▶ Passage given
- - - -

From owner-hpff-distribute  Wed Dec 13 10:04:47 1995
Received: (from daemon@localhost) by cs.rice.edu (8.7.1/8.7.1) id KAA22554 for hpff-distribute-out; Wed, 13 Dec 1995 10:04:47 -0600 (CST)
Received: from fontainebleau.ensmp.fr (root@fontainebleau.ensmp.fr [192.54.148.100]) by cs.rice.edu (8.7.1/8.7.1) with SMTP id KAA22528 for <hpff-distribute@cs.rice.edu>; Wed, 13 Dec 1995 10:04:03 -0600 (CST)
Received: from cri.ensmp.fr (chailly.ensmp.fr) by fontainebleau.ensmp.fr with SMTP id AA06075
  (5.67a8/IDA-1.5 for <hpff-distribute@cs.rice.edu>); Wed, 13 Dec 1995 17:02:59 +0100
Received: from provins.caii by cri.ensmp.fr (4.1/SMI-4.0)
	id AA11056; Wed, 13 Dec 95 17:02:58 +0100
Date: Wed, 13 Dec 95 17:02:58 +0100
Message-Id: <9512131602.AA11056@cri.ensmp.fr>
Received: by provins.caii (4.1/SMI-4.1)
	id AA10623; Wed, 13 Dec 95 17:02:23 +0100
From: Fabien COELHO <coelho@chailly.ensmp.fr>
To: meltzer@cray.com, schreiber@hpl.hp.com, loveman@hpc.pko.dec.com
Subject: hpff-distribute: Discussion about HPF kernel/HPF2 and so
Cc: hpff-distribute@cs.rice.edu
Sender: owner-hpff-distribute
Precedence: bulk

---------------------------------------------------------------------------
hpff-distribute@cs.rice.edu is a mailing list for discussion of data
distribution in High Performance Fortran.  Instructions for adding or
deleting yourself from this list appear at the bottom of this message.

- - - -

▶ Work to complete
A. According to the High Performance Fortran email, what is hpff-distribute@cs.rice.edu?
B. Extend the High Performance Fortran email past its last sentence.
The data that comes after this email isn't needed.

▶ Recorded data

- - - -

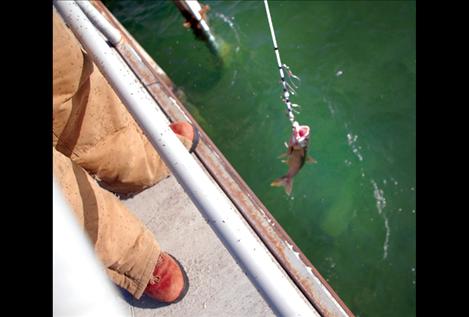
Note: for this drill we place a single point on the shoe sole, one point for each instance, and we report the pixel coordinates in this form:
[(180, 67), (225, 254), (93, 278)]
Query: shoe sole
[(185, 278)]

- - - -

▶ Task answers
A. A mailing list for discussing data distribution in High Performance Fortran.

B.
---------------------------------------------------------------------------

Hi,

It turns out from the last HPF Forum meetings that HPF2 might become some
kind of a kernel, in order to ease the HPF labelling of compilers and to
help compilers in achieving good performances on a smaller part of the
language. Other features are postponed to "HPF 2000" (HPF never ?).

The current design of this kernel is (from the SC'95 HPF BOF Session)
HPF1 MINUS:

 1. dynamic, realign, redistribute.
 2. alignment strides.
 3. alignment axis interchange.
 4. general cyclic distributions.
 5. inherit.
 6. sequence and storage association.

I would like to support some of these features for reintroduction in the
kernel and to comment some of the issues involved:

--
A. Replication (possibly partial) seems still there! great!

--
B. I cannot see any technical reason for restrictions 3 and 2 with -1
stride, as far as the state of the art in compilation for distributed
memory is concerned. Thus 3 and 2 with -1 stride should be put back into
the kernel.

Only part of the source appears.